# CONSIGNE A
Relevez tous les noms propres de personnes cités dans l'extrait sur la smalah.
# CONSIGNE B
Reproduisez à l'identique le passage de l'extrait sur la smalah qui s'ouvre sur les mots contenant "D’un autre côté, nos" et se referme sur "loin en loin.".

Cet enfant appartenait à la tribu des Harars. Il avait été pris avec son père dans une razzia de l’émir et venait de s’échapper de la smalah. Il s’exprimait avec une lucidité si remarquable et répondait avec tant de suite dans toutes les questions qu’on lui adressait, sans se troubler, sans se couper, que le prince fut bientôt convaincu de sa sincérité. Quant à son père, nous ne pûmes tirer de lui que ces paroles :  «  Ah! Oh! vous pouvez vous en aller! ».

Du reste, voici ce que disait l’enfant :

« Après sa pointe dans la plaine d’Egris, Abd El Kader était venu à la smalah, chercher son  bataillon régulier et son canon afin d’empêcher les Harars de se joindre à Monsieur de Lamoricière. Il était arrivé trop tard. Une partie des Harars s’était enfoncée dans l’Ouest, l’autre avait fait sa soumission. Il ramena son infanterie à son douar, et donna l’ordre à sa smalah de gagner le Djebel-Amour, afin d’y manger les grains déjà mûrs dans cette saison, que renferme cette montagne; enfin surtout d’échapper à la poursuite de la division de Mascara. C’était le 14 au soir que le camp ennemi avait quitté Oussek ou Rekaïa, se dirigeant vers la source de Taguine où l’on devait se reposer. L’émir était resté avec vingt-cinq chevaux pour observer les mouvements de Monsieur de Lamoricière, la plus grande partie de sa cavalerie étant occupée ailleurs. Ben-Allah était dans l’Ouransenis avec son bataillon régulier et quelques cavaliers des Hachems. »

D’un autre côté, nos éclaireurs avaient aperçu la Division de Monsieur de Lamoricière dans la direction du Sud-Ouest. Ce renseignement confirmait le récit de l’enfant. La Division de Mascara avait donc pu quitter le Tell, et sa présence avait décidé ce brusque mouvement de la Smalah qui ne nous craignait plus et nous croyait rentrés à Boghar. Le Prince n’avait qu’un parti à prendre : C’était de gagner aussitôt Taguine, soit pour y atteindre la Smalah si elle y était encore, soit pour lui fermer la route de l’Est et la rejeter forcément sur le Djebel Amour où, prise entre les deux colonnes de Mascara et de Médéa, il lui aurait été difficile de s’échapper; car dans ces vastes plaines où l’eau est si rare, les routes sont toutes tracées par les sources si précieuses qu’on y rencontre de loin en loin.

# EXTRAITS DE DONNÉES
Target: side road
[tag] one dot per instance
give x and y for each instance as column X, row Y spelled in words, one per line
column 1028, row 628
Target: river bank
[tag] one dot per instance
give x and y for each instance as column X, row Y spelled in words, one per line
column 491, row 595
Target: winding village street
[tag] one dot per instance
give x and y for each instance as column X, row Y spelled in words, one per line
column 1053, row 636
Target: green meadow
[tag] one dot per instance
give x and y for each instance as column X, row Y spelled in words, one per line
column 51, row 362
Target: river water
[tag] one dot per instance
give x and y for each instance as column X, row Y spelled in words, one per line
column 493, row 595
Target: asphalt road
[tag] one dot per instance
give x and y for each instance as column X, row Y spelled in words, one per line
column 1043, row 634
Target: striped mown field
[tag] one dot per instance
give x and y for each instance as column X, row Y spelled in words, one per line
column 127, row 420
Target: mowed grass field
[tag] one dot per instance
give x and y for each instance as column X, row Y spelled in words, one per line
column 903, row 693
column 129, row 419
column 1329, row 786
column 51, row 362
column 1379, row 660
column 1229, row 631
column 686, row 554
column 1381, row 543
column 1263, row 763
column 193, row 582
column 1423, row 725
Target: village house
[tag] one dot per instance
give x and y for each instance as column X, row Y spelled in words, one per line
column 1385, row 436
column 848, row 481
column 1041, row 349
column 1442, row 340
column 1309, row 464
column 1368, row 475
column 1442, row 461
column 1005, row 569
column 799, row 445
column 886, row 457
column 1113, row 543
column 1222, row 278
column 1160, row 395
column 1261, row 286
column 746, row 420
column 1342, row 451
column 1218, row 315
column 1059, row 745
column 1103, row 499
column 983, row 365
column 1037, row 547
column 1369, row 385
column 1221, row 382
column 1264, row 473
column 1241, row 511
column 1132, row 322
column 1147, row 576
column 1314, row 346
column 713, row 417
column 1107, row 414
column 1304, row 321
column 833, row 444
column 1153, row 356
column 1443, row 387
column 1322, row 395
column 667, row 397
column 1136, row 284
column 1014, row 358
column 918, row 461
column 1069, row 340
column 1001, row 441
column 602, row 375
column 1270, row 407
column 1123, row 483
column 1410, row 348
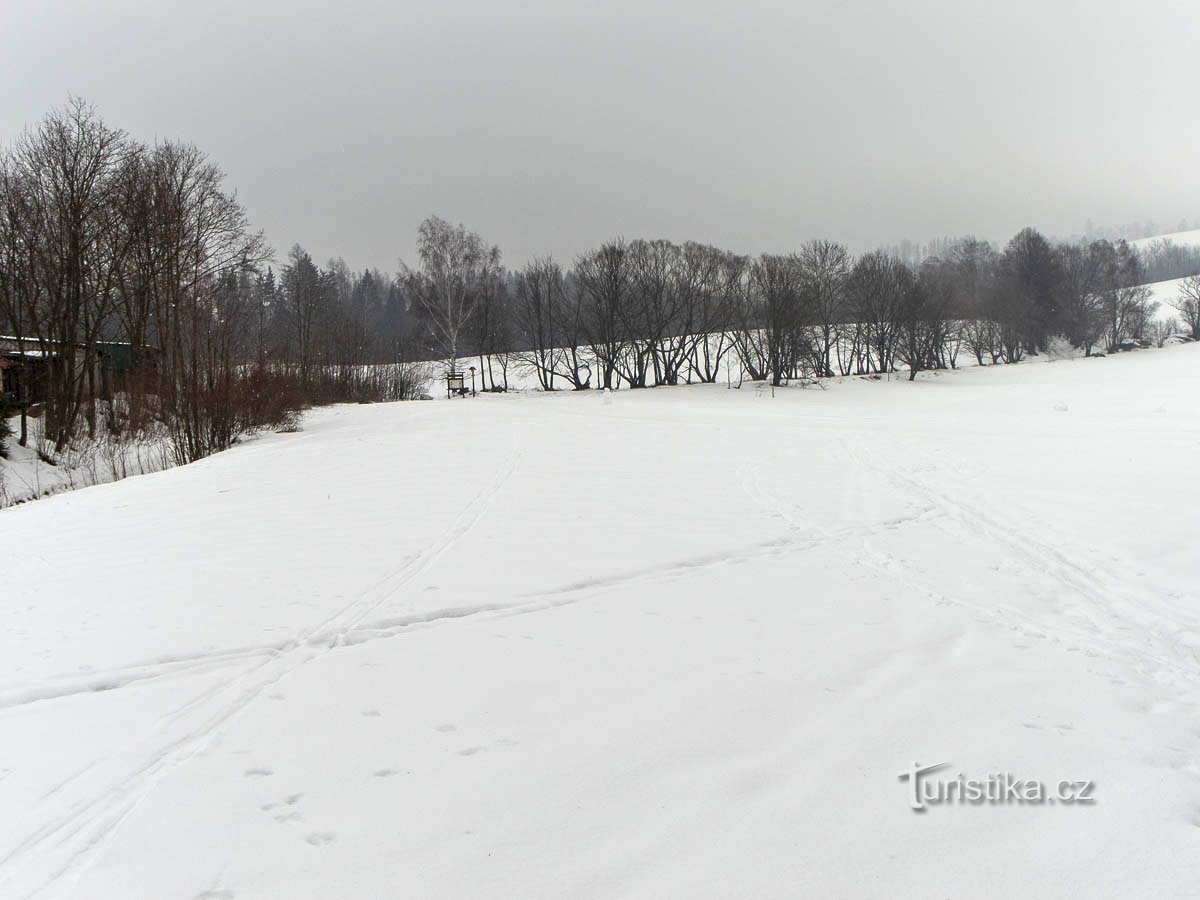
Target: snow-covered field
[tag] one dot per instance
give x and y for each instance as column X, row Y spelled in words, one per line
column 1181, row 239
column 676, row 642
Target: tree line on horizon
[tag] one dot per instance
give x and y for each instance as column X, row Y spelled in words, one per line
column 105, row 239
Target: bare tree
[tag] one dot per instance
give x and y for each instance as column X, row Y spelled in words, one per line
column 1187, row 304
column 826, row 268
column 539, row 309
column 455, row 268
column 604, row 280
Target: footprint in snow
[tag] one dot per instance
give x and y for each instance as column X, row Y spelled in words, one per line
column 291, row 801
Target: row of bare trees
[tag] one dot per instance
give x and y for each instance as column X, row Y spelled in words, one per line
column 109, row 243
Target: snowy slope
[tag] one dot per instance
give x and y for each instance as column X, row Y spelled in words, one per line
column 675, row 642
column 1165, row 293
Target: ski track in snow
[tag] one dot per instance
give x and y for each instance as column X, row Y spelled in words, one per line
column 81, row 833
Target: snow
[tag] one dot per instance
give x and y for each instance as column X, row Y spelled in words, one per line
column 1181, row 239
column 1165, row 293
column 675, row 642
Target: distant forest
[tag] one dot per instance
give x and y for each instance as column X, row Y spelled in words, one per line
column 106, row 241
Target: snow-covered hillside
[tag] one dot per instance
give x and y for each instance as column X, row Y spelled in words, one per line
column 675, row 642
column 1181, row 239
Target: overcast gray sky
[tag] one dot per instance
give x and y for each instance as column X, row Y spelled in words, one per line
column 551, row 126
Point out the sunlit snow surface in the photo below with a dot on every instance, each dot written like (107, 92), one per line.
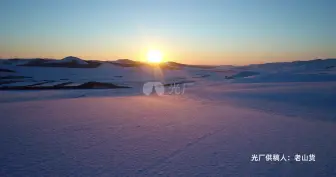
(213, 129)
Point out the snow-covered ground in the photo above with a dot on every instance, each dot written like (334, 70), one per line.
(213, 129)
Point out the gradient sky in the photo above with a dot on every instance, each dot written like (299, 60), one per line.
(187, 31)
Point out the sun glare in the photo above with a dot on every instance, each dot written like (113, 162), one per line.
(154, 56)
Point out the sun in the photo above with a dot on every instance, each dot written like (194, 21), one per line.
(154, 56)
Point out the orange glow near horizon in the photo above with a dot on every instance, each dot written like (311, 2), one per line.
(154, 56)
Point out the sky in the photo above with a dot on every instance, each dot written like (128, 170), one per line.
(187, 31)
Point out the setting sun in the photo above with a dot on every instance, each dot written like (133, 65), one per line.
(154, 56)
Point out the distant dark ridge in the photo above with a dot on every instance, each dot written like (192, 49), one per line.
(71, 64)
(7, 70)
(87, 85)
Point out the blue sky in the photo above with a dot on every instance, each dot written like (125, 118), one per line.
(187, 31)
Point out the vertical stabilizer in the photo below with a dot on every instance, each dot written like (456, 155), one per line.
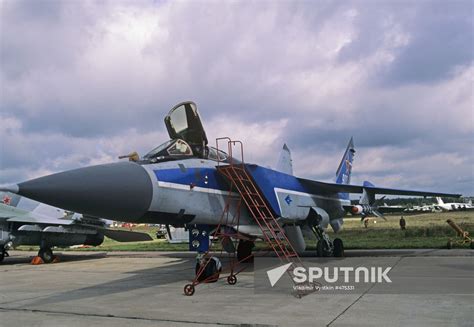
(343, 173)
(285, 163)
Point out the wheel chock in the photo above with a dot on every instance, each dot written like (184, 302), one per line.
(37, 261)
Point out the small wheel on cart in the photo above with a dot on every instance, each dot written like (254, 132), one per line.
(232, 279)
(189, 289)
(449, 245)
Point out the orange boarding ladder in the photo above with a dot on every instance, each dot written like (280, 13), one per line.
(273, 234)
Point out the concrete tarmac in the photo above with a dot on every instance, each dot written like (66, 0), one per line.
(146, 289)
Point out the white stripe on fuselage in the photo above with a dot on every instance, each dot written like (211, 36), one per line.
(183, 187)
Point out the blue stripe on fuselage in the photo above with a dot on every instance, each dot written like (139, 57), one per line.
(200, 177)
(268, 179)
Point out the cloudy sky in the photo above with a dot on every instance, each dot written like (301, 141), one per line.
(82, 82)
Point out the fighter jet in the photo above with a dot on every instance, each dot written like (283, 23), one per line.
(27, 222)
(181, 183)
(453, 206)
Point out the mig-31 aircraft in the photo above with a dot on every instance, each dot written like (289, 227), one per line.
(179, 183)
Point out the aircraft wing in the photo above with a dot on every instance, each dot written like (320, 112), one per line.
(7, 212)
(322, 187)
(126, 236)
(14, 214)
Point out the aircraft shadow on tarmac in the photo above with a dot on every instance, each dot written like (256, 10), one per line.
(62, 256)
(179, 271)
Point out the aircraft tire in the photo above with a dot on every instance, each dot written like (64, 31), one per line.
(189, 289)
(210, 270)
(338, 248)
(244, 250)
(46, 254)
(320, 249)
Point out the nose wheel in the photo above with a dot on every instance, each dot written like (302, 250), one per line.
(46, 254)
(189, 289)
(325, 247)
(232, 279)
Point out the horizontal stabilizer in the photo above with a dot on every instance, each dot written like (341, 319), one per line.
(316, 187)
(126, 236)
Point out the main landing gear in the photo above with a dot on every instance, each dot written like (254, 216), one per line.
(46, 254)
(3, 253)
(325, 247)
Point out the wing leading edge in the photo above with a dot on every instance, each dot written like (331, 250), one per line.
(316, 187)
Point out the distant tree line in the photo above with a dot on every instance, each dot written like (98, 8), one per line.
(417, 201)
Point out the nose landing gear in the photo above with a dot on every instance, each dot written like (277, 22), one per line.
(325, 247)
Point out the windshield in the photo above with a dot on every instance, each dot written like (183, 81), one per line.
(157, 150)
(216, 155)
(168, 149)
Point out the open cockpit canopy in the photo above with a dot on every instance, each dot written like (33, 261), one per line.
(188, 138)
(183, 122)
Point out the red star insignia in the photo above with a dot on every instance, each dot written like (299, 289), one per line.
(7, 200)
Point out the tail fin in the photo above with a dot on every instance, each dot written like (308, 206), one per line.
(367, 198)
(343, 173)
(285, 164)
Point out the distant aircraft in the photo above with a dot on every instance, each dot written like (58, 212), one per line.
(453, 205)
(185, 181)
(27, 222)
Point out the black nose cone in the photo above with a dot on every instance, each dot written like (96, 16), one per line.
(114, 191)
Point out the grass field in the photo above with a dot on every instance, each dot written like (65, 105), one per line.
(428, 230)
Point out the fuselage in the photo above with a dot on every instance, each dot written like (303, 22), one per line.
(192, 191)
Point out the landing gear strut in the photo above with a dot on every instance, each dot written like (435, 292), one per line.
(46, 254)
(244, 251)
(325, 247)
(3, 253)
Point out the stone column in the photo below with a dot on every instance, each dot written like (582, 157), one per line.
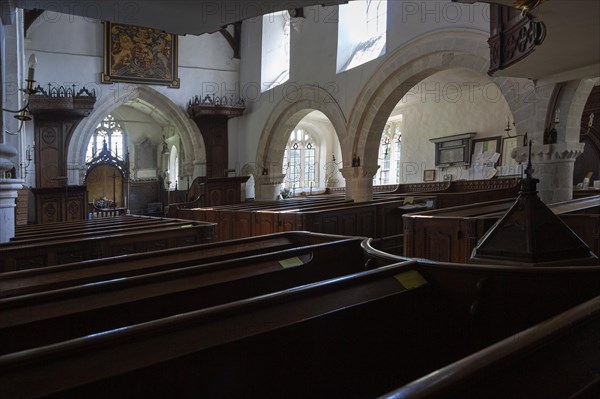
(267, 187)
(8, 193)
(553, 165)
(359, 182)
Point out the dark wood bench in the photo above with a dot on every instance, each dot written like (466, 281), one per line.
(91, 231)
(87, 272)
(26, 255)
(355, 336)
(108, 304)
(450, 234)
(557, 358)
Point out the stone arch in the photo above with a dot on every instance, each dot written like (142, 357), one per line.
(286, 115)
(571, 99)
(191, 138)
(407, 66)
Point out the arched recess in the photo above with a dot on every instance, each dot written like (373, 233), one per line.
(406, 67)
(572, 97)
(191, 139)
(284, 118)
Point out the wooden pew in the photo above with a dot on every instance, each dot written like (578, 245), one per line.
(26, 255)
(557, 358)
(450, 234)
(87, 272)
(107, 304)
(355, 336)
(83, 232)
(32, 228)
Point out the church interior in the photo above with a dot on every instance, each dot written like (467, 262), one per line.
(358, 199)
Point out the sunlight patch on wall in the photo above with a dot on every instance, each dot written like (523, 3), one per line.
(361, 33)
(275, 57)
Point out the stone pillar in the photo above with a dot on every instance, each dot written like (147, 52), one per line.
(553, 165)
(267, 187)
(8, 193)
(359, 182)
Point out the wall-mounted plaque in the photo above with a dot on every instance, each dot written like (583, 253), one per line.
(453, 150)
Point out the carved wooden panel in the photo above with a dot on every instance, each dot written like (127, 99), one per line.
(49, 157)
(60, 204)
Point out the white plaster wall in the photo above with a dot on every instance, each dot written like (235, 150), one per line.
(69, 51)
(450, 108)
(313, 59)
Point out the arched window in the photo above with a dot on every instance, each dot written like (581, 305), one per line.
(389, 153)
(300, 161)
(173, 168)
(110, 132)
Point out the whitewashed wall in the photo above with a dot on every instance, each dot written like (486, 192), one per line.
(313, 55)
(69, 51)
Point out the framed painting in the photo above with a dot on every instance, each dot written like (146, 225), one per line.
(488, 145)
(135, 54)
(429, 175)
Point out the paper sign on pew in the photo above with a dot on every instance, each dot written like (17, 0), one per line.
(484, 165)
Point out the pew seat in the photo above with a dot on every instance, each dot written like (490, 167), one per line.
(91, 271)
(30, 254)
(355, 336)
(107, 304)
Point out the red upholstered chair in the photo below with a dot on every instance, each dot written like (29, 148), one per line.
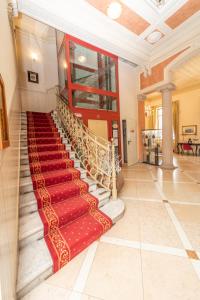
(188, 148)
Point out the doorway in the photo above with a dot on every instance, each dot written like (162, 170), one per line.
(124, 132)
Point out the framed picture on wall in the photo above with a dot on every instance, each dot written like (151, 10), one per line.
(189, 130)
(33, 77)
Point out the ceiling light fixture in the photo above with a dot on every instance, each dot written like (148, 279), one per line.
(160, 3)
(34, 56)
(154, 37)
(82, 59)
(114, 10)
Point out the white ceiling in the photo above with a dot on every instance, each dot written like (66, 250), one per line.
(82, 20)
(188, 74)
(34, 27)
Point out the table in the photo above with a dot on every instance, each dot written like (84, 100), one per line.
(195, 145)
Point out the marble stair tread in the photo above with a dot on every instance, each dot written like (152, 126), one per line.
(25, 161)
(92, 184)
(25, 171)
(114, 209)
(35, 265)
(29, 225)
(27, 199)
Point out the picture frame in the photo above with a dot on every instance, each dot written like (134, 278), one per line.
(33, 77)
(189, 130)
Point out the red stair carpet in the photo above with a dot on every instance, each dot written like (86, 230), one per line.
(70, 214)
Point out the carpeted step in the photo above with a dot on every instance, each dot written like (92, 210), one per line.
(70, 210)
(51, 165)
(34, 134)
(60, 192)
(39, 141)
(70, 215)
(40, 124)
(42, 129)
(47, 155)
(66, 242)
(46, 147)
(55, 177)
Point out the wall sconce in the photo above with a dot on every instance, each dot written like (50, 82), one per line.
(147, 110)
(34, 56)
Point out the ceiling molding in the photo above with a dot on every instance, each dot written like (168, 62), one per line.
(94, 27)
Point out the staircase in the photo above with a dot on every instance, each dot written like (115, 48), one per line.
(35, 260)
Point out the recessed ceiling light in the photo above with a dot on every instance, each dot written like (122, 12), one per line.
(114, 10)
(154, 37)
(82, 59)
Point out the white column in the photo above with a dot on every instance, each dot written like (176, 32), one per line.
(167, 126)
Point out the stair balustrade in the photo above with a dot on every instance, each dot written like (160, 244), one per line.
(96, 154)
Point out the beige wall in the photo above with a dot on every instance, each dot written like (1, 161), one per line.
(9, 164)
(99, 127)
(37, 97)
(189, 110)
(128, 83)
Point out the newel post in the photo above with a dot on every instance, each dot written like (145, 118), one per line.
(114, 177)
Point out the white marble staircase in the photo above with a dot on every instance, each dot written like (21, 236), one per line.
(35, 263)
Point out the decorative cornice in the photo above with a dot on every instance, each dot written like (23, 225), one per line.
(141, 97)
(166, 87)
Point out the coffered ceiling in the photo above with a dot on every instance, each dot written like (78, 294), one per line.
(188, 74)
(131, 36)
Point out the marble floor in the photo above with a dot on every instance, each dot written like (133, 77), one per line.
(152, 253)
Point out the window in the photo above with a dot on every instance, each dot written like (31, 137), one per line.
(4, 138)
(159, 118)
(93, 101)
(62, 73)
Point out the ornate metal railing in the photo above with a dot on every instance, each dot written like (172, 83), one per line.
(96, 154)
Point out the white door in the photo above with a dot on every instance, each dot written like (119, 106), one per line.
(132, 141)
(99, 127)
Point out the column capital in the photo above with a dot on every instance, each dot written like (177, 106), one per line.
(166, 87)
(141, 97)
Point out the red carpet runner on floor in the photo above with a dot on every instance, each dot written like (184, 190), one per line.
(70, 214)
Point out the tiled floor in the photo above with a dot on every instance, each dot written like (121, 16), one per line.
(143, 256)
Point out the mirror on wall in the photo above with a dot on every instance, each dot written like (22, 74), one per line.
(4, 137)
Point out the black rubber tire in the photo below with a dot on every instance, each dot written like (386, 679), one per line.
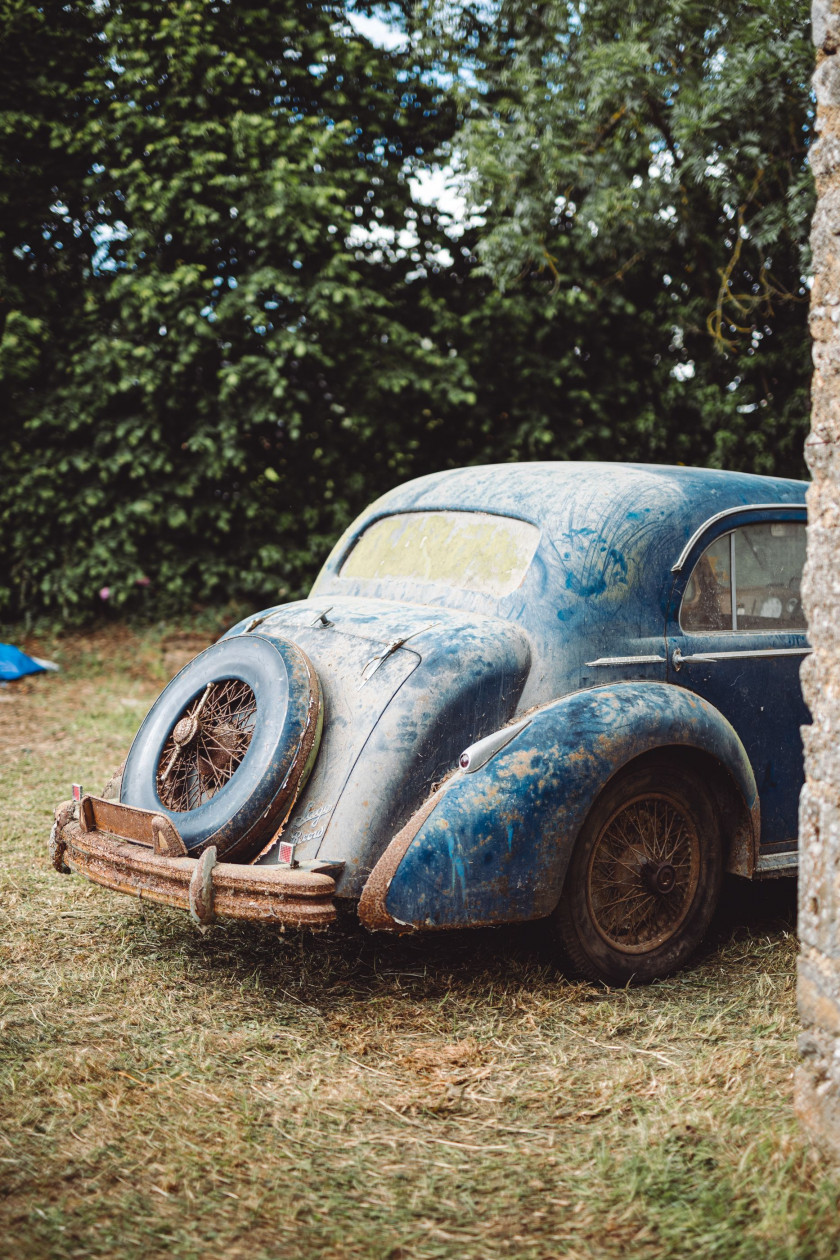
(243, 813)
(595, 939)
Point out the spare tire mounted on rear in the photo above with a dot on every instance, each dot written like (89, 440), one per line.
(228, 745)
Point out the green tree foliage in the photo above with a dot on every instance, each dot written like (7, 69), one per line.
(247, 360)
(226, 321)
(642, 173)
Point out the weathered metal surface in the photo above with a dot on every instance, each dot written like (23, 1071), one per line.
(200, 891)
(384, 746)
(494, 844)
(372, 904)
(265, 893)
(64, 814)
(414, 669)
(139, 825)
(289, 722)
(752, 677)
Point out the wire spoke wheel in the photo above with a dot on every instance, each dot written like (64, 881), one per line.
(207, 745)
(644, 873)
(644, 877)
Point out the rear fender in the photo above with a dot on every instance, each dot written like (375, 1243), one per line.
(493, 844)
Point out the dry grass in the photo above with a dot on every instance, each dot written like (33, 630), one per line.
(249, 1095)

# RÉPONSE ATTENDUE A
Abd El Kader, Monsieur de Lamoricière, Ben-Allah

# RÉPONSE ATTENDUE B
D’un autre côté, nos éclaireurs avaient aperçu la Division de Monsieur de Lamoricière dans la direction du Sud-Ouest. Ce renseignement confirmait le récit de l’enfant. La Division de Mascara avait donc pu quitter le Tell, et sa présence avait décidé ce brusque mouvement de la Smalah qui ne nous craignait plus et nous croyait rentrés à Boghar. Le Prince n’avait qu’un parti à prendre : C’était de gagner aussitôt Taguine, soit pour y atteindre la Smalah si elle y était encore, soit pour lui fermer la route de l’Est et la rejeter forcément sur le Djebel Amour où, prise entre les deux colonnes de Mascara et de Médéa, il lui aurait été difficile de s’échapper; car dans ces vastes plaines où l’eau est si rare, les routes sont toutes tracées par les sources si précieuses qu’on y rencontre de loin en loin.